++++ The input ++++

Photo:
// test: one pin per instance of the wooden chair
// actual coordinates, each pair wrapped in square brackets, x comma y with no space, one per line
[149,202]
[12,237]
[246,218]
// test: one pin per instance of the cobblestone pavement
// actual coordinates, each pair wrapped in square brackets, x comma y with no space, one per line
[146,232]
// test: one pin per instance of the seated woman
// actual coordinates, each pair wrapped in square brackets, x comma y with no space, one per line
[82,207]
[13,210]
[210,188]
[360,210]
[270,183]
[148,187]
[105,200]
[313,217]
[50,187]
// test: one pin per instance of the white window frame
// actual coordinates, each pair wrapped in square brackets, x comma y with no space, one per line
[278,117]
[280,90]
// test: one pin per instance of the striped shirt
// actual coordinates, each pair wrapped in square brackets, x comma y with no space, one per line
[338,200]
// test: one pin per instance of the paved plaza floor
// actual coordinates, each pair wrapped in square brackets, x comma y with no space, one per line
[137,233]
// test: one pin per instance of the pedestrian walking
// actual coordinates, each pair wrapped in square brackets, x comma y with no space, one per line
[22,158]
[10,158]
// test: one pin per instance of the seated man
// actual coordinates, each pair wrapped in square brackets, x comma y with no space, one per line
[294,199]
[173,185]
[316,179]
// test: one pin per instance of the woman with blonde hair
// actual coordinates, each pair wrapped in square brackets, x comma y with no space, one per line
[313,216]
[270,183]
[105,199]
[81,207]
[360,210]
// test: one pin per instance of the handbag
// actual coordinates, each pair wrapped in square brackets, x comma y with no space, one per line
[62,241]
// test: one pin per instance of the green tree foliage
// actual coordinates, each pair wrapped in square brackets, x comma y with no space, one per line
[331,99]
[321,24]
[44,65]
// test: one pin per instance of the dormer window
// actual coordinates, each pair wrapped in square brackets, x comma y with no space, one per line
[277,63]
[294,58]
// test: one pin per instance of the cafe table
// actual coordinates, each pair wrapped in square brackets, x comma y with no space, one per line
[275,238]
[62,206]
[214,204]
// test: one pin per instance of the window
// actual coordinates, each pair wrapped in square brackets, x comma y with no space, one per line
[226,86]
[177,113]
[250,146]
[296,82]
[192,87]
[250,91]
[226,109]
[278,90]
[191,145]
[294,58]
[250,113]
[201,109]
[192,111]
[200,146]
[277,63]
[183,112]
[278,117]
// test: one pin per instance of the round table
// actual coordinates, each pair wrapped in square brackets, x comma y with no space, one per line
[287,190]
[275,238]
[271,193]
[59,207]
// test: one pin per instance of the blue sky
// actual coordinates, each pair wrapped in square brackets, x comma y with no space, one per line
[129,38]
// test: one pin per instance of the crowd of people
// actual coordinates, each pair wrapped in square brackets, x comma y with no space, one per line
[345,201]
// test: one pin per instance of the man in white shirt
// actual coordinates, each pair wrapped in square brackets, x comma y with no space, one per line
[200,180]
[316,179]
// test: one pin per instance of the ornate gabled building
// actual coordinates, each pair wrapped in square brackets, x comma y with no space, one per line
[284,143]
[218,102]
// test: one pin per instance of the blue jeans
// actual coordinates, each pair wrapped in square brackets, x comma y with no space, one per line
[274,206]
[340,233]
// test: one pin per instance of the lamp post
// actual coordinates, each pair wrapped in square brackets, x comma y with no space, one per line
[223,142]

++++

The task
Write out, word for word, the line containing "the blue sky" and every line after it to the end of the data above.

Correct answer
// test: one pin per instance of the blue sky
// actual coordinates, each pair wrapped in square brackets, x comma y with no space, one per line
[129,38]
// test: one pin per instance of the crowd of people
// actual coordinates, each pair wrapped in square brackets, x comma y with no space, one per line
[345,201]
// test: one pin per instance of the man in white shirt
// actual coordinates, each pair wrapped in square brackets, x comma y with no space, one per line
[200,180]
[316,179]
// test: one pin per instance of the ornate gabled building
// actual coordinates, each pair wrapped in square brackets, x comma y with no space, one per line
[284,143]
[218,102]
// test: one pin per instance of the blue jeans
// actual coordinates, each pair wrapped in square brackets, x comma y with no space, one per line
[274,206]
[340,233]
// test: one pin per instance of the lamp post
// actual coordinates, each pair wrapped in square brackets, x comma y with no space, one per line
[223,142]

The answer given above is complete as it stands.